§ **Requirements**:
Filter the records below, keeping only the lines that contain the string "under", and copy each of those lines unchanged. Matching is case-sensitive.

§ **Raw records**:
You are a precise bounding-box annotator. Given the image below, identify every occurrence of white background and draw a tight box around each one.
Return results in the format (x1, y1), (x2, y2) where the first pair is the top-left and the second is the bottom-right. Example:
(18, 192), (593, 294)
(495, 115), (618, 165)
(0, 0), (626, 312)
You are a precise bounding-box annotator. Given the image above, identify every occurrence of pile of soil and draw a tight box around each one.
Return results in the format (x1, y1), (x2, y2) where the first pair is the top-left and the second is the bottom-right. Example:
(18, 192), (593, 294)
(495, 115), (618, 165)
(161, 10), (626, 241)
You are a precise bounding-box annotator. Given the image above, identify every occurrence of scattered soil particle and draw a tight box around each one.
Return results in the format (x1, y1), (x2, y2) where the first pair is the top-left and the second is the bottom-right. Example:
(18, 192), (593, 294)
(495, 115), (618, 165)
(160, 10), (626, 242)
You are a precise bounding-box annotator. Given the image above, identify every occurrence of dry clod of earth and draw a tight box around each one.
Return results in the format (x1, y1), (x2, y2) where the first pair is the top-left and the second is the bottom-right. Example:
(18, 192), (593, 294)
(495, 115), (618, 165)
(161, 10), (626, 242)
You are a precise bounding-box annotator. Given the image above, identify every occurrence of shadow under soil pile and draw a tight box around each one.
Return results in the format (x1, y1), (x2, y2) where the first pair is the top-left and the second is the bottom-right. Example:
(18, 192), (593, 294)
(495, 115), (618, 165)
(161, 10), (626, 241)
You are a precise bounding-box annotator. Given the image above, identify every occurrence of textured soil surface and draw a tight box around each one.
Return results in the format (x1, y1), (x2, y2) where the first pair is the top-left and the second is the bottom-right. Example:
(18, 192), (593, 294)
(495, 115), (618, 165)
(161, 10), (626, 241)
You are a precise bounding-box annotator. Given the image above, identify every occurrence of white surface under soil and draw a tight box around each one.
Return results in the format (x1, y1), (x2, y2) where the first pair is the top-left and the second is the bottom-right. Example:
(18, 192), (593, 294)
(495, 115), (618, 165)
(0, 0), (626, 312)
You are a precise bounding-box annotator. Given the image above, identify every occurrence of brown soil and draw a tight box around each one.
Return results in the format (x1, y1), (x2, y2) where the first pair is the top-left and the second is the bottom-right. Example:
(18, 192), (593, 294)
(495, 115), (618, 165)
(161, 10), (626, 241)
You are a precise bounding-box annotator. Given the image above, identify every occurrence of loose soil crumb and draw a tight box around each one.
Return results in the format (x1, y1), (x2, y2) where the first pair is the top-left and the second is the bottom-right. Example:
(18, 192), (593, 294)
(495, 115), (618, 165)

§ **Response to this exercise**:
You are a precise bounding-box annotator. Given the image above, identify every occurrence of shadow under soil pile and draw a tight box around each one.
You are a precise bounding-box annotator. Given the image above, identify every occurrence of white surface under soil and draw a tight box around each one.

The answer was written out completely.